All records below should be repeated exactly, with the pictures left out.

#####

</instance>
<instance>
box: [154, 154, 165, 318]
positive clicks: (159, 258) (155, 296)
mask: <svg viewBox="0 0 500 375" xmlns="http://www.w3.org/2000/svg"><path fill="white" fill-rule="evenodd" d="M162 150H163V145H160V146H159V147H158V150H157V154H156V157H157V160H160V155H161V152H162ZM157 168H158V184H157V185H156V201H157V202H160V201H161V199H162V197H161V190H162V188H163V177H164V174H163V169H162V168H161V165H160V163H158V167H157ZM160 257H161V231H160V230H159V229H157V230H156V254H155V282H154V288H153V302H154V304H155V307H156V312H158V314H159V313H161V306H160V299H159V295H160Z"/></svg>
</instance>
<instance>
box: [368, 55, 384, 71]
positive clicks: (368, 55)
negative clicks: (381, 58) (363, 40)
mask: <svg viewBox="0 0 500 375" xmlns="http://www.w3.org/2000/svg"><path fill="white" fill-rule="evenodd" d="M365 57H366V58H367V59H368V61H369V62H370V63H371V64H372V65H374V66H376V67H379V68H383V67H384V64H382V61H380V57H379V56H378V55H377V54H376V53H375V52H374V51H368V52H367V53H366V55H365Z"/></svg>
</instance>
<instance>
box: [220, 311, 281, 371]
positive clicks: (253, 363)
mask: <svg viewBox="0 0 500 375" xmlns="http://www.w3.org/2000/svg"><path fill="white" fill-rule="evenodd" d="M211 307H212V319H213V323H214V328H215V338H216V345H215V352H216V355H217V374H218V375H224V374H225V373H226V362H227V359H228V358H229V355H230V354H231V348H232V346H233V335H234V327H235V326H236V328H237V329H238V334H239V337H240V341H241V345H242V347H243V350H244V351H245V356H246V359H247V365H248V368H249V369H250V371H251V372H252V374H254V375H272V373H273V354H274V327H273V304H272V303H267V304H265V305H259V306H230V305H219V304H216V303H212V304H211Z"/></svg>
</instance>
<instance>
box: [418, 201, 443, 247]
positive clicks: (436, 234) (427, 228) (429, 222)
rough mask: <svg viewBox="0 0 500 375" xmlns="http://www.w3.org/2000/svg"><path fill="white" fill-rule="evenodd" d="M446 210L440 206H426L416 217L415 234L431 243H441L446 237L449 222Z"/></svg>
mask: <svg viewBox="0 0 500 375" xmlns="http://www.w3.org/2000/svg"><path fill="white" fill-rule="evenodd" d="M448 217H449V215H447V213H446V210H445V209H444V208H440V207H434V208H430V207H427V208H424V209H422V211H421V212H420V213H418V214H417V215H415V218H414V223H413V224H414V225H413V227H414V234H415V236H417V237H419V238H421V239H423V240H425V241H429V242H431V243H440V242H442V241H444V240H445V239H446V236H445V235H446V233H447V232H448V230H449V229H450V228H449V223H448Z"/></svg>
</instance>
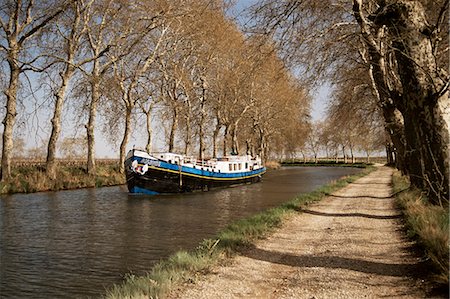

#####

Task response:
</instance>
<instance>
box: [154, 154, 165, 318]
positive clicks: (159, 258) (155, 296)
mask: <svg viewBox="0 0 500 375" xmlns="http://www.w3.org/2000/svg"><path fill="white" fill-rule="evenodd" d="M162 150H163V145H160V146H159V147H158V150H157V154H156V157H157V160H160V155H161V152H162ZM157 168H158V184H157V185H156V201H157V202H160V201H161V199H162V197H161V190H162V188H163V177H164V174H163V169H162V168H161V165H160V163H158V167H157ZM160 257H161V231H160V230H159V229H157V230H156V254H155V282H154V288H153V302H154V304H155V307H156V312H158V314H159V313H161V306H160V299H159V295H160Z"/></svg>
</instance>
<instance>
box: [368, 55, 384, 71]
positive clicks: (368, 55)
negative clicks: (381, 58) (363, 40)
mask: <svg viewBox="0 0 500 375" xmlns="http://www.w3.org/2000/svg"><path fill="white" fill-rule="evenodd" d="M365 57H366V58H367V59H368V61H369V62H370V63H371V64H372V65H374V66H376V67H379V68H383V67H384V64H382V61H380V57H379V56H378V55H377V54H376V53H375V52H374V51H368V52H367V53H366V55H365Z"/></svg>
</instance>
<instance>
box: [220, 311, 281, 371]
positive clicks: (253, 363)
mask: <svg viewBox="0 0 500 375" xmlns="http://www.w3.org/2000/svg"><path fill="white" fill-rule="evenodd" d="M211 307H212V319H213V323H214V328H215V338H216V345H215V352H216V355H217V374H218V375H224V374H225V373H226V362H227V359H228V358H229V355H230V354H231V348H232V346H233V335H234V327H235V326H236V328H237V329H238V334H239V337H240V341H241V345H242V347H243V350H244V351H245V356H246V359H247V365H248V368H249V369H250V371H251V372H252V374H254V375H272V373H273V354H274V327H273V304H272V303H267V304H265V305H259V306H230V305H219V304H216V303H212V304H211Z"/></svg>
</instance>
<instance>
box: [418, 201, 443, 247]
positive clicks: (436, 234) (427, 228) (429, 222)
rough mask: <svg viewBox="0 0 500 375" xmlns="http://www.w3.org/2000/svg"><path fill="white" fill-rule="evenodd" d="M446 210L440 206H426L416 217L415 234L431 243H441L446 237L449 222Z"/></svg>
mask: <svg viewBox="0 0 500 375" xmlns="http://www.w3.org/2000/svg"><path fill="white" fill-rule="evenodd" d="M448 217H449V215H447V213H446V210H445V209H444V208H440V207H434V208H430V207H427V208H424V209H422V211H421V212H420V213H418V214H417V215H415V218H414V223H413V224H414V225H413V227H414V234H415V236H417V237H419V238H421V239H423V240H425V241H429V242H431V243H440V242H442V241H444V240H445V239H446V236H445V235H446V233H447V232H448V230H449V229H450V228H449V223H448Z"/></svg>
</instance>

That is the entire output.